__ACTIONS TO TAKE__:
[1] List every measurement of height, length, or distance in the Boulder Lake passage, each with its unit as given.
[2] Retype the part of the Boulder Lake passage starting at "Boulder Lake (elevation" and ending at "track to the lake.".

__PASSAGE TO READ__:
□ □ □ □ □ □ □
Boulder Lake (elevation 985 m) is a lake in the Tasman District of New Zealand located within Kahurangi National Park. In the late 1890s and early 1900s, water from the lake was used for gold mining purposes for which the lake level was raised by a low dam. British investors lost much money with the venture and large scale mining stopped in 1905 when a flood took out part of the flume. The dam was blown up in the 1930s by a farmer disgruntled with depression-era gold miners stealing his sheep. Boulder Lake is today a tramping destination, with the Department of Conservation maintaining both a hut at the lake and a track to the lake.

==Description==
Several creeks, many of them coming from the Colosseum Ridge, flow into the lake. The outflow is the Boulder River.

==Mining history==
The Collingwood Goldfields Company built a dam in 1899 and although it was only 3 m high, it doubled the size of the lake. The lake water was used for mining gold through sluicing and 8 km of flume was built. As the site was above the tree line, the company purchased a large area within the upper Aorere Valley, installed a sawmill, and built a tramway of 4 mi into the hills. The timber was punted across the Aorere River before the tram transported it towards Boulder Lake to build the flume. Sluicing started on 28 August 1899, but the yield of gold was much less than anticipated.
□ □ □ □ □ □ □
__SOURCE MATERIAL__:
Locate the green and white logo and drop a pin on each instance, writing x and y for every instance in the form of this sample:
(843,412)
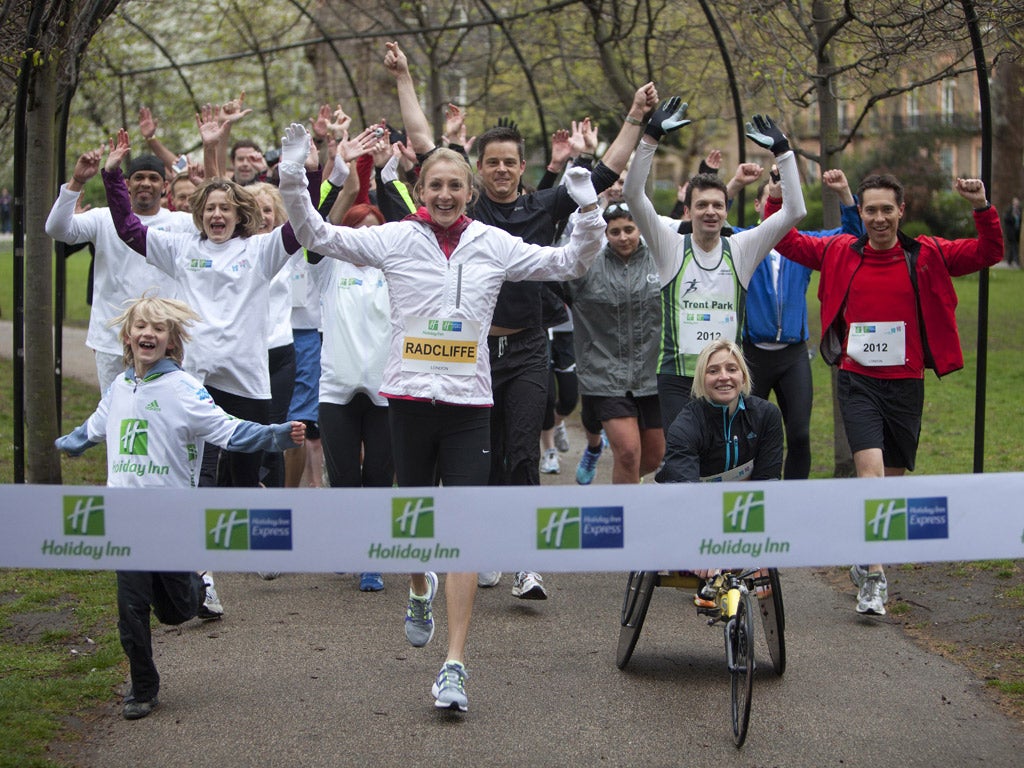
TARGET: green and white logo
(885,519)
(83,515)
(558,527)
(227,528)
(134,436)
(743,512)
(413,517)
□ □ □ □ □ □ □
__SOLUTIONS TO EACH TASK__:
[1]
- 985 m
- 3 m
- 8 km
- 4 mi

[2]
Boulder Lake (elevation 985 m) is a lake in the Tasman District of New Zealand located within Kahurangi National Park. In the late 1890s and early 1900s, water from the lake was used for gold mining purposes for which the lake level was raised by a low dam. British investors lost much money with the venture and large scale mining stopped in 1905 when a flood took out part of the flume. The dam was blown up in the 1930s by a farmer disgruntled with depression-era gold miners stealing his sheep. Boulder Lake is today a tramping destination, with the Department of Conservation maintaining both a hut at the lake and a track to the lake.